### [Given task]
Pull out the lines of the entries below, from the first line to the line with "[412,287,902,853]", and reproduce them unchanged.

◆ ◆ ◆ ◆ ◆ ◆ ◆

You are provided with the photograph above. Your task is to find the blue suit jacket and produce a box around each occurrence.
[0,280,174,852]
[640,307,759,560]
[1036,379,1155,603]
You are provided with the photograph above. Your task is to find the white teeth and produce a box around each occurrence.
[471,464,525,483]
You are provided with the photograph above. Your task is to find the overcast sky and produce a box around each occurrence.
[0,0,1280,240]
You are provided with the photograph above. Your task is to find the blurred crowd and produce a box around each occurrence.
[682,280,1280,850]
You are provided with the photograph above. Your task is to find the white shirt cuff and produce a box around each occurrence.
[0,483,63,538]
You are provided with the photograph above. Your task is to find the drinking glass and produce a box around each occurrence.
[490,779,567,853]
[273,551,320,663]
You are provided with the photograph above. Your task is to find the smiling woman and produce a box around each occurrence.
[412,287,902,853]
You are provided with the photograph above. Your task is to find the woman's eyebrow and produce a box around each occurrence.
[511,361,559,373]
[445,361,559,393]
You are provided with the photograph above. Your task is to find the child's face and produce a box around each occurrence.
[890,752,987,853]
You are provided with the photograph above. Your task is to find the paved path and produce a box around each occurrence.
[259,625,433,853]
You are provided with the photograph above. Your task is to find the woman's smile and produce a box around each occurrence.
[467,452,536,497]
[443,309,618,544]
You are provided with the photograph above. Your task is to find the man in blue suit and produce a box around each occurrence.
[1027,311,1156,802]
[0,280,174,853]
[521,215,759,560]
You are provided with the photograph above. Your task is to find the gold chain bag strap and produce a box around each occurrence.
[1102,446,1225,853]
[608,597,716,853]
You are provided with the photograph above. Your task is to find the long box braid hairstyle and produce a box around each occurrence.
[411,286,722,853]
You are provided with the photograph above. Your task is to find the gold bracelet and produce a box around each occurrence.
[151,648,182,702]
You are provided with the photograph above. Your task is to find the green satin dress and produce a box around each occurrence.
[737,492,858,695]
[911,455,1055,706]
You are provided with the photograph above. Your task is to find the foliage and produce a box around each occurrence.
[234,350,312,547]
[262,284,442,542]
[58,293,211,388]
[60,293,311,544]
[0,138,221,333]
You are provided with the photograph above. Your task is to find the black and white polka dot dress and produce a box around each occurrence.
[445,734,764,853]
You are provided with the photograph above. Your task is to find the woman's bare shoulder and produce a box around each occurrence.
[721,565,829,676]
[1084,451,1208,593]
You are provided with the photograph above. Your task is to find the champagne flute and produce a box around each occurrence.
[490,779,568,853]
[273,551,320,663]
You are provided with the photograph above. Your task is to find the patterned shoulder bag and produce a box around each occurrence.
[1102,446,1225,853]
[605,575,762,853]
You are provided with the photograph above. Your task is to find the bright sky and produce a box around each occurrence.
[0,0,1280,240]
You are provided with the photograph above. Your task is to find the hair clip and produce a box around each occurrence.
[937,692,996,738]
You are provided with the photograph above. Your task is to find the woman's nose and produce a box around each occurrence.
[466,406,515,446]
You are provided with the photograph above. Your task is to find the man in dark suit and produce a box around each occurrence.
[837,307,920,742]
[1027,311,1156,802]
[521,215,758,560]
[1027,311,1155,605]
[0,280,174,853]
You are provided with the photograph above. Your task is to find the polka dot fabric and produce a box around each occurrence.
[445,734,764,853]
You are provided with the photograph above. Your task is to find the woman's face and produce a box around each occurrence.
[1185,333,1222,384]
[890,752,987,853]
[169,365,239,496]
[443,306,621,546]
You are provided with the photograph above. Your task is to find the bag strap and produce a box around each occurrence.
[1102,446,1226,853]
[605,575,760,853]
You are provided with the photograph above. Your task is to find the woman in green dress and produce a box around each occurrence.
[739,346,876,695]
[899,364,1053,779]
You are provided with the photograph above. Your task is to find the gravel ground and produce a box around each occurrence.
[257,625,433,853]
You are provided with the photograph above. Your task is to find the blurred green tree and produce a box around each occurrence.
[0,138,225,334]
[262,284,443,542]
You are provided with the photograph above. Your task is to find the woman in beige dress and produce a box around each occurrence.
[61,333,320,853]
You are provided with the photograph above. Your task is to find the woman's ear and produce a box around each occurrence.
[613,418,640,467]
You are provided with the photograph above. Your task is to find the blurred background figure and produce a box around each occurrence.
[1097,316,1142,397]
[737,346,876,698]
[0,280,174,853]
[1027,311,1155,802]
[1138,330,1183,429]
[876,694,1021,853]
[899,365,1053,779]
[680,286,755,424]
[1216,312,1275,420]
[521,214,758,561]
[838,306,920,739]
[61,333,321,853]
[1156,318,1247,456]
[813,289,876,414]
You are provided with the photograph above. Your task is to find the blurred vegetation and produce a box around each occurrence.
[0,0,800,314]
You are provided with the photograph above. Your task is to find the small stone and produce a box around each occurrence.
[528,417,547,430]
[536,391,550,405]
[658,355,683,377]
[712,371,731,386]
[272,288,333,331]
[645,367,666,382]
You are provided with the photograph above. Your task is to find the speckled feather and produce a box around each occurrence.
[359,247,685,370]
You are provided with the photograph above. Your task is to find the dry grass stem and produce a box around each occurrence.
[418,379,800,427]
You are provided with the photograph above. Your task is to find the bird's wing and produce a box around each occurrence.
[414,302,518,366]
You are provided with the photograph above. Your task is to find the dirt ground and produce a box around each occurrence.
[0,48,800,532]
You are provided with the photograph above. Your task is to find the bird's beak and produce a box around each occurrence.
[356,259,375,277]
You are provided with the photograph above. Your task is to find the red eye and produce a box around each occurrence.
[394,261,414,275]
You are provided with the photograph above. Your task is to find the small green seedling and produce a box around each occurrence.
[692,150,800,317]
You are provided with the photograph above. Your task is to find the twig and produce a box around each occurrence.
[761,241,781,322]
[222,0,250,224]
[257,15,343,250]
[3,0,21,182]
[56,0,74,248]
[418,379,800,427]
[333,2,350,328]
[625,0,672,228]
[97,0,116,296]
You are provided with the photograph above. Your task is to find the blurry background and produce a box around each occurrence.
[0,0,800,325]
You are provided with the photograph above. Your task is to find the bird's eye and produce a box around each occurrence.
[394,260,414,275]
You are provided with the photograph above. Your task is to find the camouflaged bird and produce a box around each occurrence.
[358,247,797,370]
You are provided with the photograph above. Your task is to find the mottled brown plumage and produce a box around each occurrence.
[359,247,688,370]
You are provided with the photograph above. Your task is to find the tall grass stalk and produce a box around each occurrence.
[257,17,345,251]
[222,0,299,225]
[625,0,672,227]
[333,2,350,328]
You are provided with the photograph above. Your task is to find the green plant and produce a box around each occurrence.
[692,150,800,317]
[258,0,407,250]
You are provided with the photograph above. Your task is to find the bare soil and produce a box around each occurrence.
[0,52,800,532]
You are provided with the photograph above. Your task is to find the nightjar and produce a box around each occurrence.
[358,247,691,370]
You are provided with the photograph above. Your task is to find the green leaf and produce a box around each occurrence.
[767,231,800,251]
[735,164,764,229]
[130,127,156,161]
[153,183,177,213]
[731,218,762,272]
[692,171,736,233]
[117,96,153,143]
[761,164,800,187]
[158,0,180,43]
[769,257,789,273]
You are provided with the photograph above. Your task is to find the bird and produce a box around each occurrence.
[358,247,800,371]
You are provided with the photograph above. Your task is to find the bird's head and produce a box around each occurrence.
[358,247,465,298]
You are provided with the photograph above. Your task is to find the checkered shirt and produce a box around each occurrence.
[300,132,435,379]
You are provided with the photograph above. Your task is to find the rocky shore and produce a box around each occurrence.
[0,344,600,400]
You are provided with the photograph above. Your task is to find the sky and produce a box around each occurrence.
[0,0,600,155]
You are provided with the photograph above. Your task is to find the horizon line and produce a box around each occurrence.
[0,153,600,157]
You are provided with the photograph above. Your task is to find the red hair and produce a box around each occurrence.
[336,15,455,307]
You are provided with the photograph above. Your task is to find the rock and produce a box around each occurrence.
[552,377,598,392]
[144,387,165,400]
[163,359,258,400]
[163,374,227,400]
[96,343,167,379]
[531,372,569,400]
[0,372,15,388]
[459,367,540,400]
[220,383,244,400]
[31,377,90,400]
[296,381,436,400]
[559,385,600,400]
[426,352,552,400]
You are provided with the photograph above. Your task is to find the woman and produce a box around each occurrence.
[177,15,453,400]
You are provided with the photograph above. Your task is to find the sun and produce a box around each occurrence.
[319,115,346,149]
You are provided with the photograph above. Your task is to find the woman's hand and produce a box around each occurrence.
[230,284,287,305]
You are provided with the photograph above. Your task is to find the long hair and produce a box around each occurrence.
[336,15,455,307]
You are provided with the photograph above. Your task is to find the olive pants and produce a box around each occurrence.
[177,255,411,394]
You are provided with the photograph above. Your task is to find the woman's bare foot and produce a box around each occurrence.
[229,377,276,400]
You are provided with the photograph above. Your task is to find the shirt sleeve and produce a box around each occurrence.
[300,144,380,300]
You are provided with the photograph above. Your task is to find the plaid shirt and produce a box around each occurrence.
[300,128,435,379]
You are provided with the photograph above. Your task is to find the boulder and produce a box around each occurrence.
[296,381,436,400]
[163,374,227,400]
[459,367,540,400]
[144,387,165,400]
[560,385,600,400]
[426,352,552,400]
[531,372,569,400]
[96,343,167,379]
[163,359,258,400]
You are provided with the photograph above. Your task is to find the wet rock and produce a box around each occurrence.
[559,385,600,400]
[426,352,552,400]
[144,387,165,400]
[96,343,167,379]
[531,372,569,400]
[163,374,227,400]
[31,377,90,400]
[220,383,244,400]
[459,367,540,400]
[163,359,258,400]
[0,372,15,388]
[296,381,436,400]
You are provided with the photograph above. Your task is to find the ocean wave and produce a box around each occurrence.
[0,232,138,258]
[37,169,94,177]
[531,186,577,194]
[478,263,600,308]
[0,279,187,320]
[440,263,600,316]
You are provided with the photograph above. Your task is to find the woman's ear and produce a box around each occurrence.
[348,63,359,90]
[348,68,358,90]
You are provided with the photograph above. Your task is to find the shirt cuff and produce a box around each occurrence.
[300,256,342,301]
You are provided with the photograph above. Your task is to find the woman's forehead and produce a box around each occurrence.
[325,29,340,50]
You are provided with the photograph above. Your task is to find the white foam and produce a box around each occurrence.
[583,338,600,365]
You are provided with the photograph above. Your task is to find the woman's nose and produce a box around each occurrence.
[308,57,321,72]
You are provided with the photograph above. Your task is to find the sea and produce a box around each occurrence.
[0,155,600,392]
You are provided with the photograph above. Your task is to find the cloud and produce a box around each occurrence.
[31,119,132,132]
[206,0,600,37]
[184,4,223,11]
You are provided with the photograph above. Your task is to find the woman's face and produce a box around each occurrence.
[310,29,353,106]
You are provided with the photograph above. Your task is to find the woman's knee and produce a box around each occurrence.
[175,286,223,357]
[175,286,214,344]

◆ ◆ ◆ ◆ ◆ ◆ ◆

### [Written solution]
You are provided with the photograph above. Your task is to find the blue suit jacket and produce a box around each occurrence.
[0,280,174,852]
[640,307,759,560]
[1036,379,1155,603]
You are provided with the photograph above. Your task is to find the white teeth and produce a box around each occurrence.
[471,464,525,483]
You are provided with the photograph above. Your task is to find the overcast sky and produce a box around each occurrence.
[0,0,1280,240]
You are provided with the photograph above. Your task is to find the blurred crowd and produce a box around each occurrence.
[682,280,1280,850]
You are provided with the photograph above. Your task is to find the white shirt cuff and produce a box around each occurrence.
[0,483,63,538]
You are provided with the photograph above. Your task is to find the drinking glass and produce a box around each occurrence.
[490,779,567,853]
[273,551,320,663]
You are provided with the photograph above. Your task is to find the smiling woman and produce a box around each occurrence.
[412,287,902,853]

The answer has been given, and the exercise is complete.